- Exercise prompt:
Copy out the text of these records line for line, with nothing changed, and leave the pictures out.

__________________________________________________

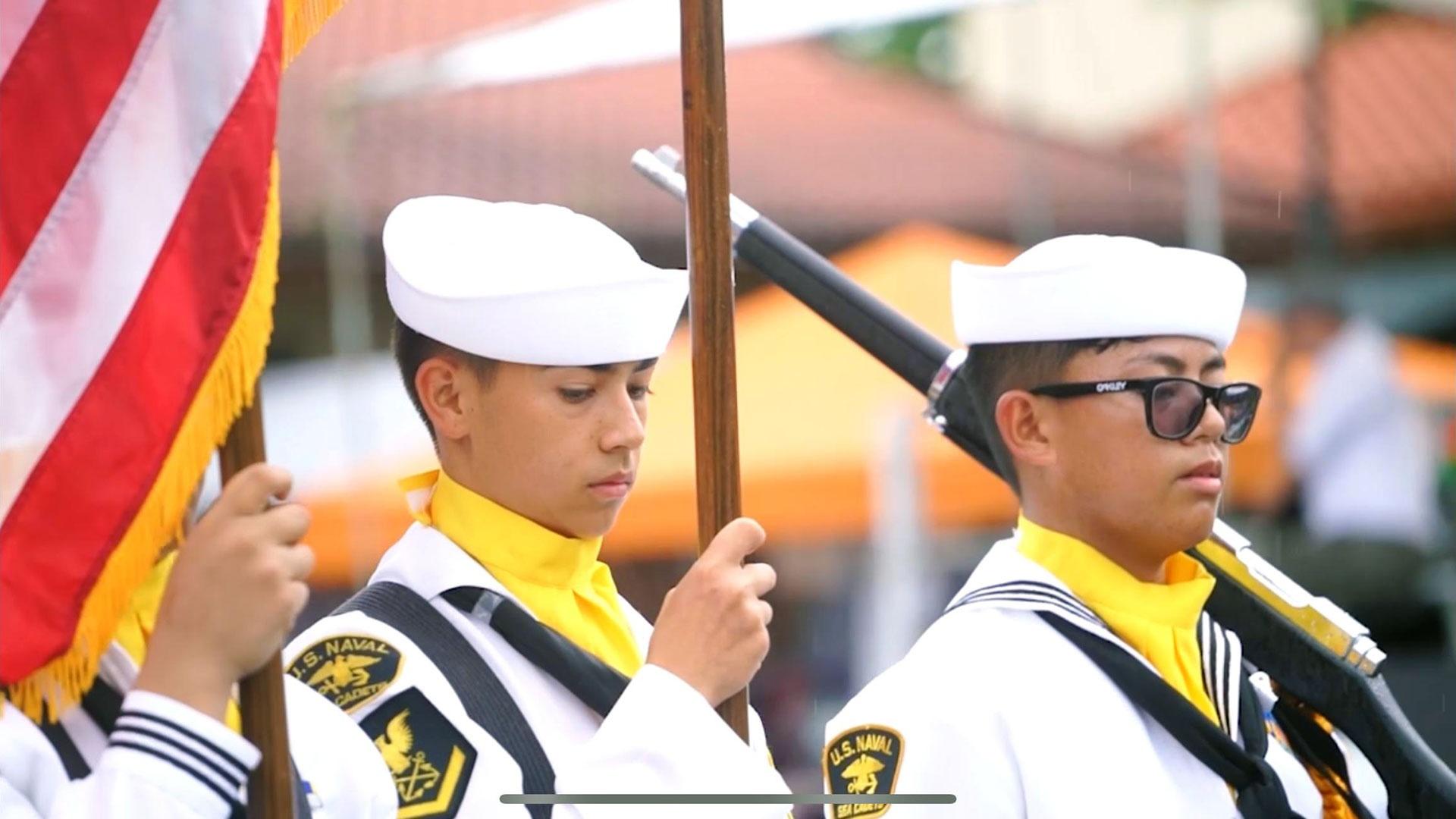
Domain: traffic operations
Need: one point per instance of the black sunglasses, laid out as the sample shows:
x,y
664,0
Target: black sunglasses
x,y
1174,407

__________________________________________________

- Result for this exercise:
Domain: traffic operations
Need: one point per instance of the black sunglasses, laid out as the sample shows:
x,y
664,0
Target: black sunglasses
x,y
1174,407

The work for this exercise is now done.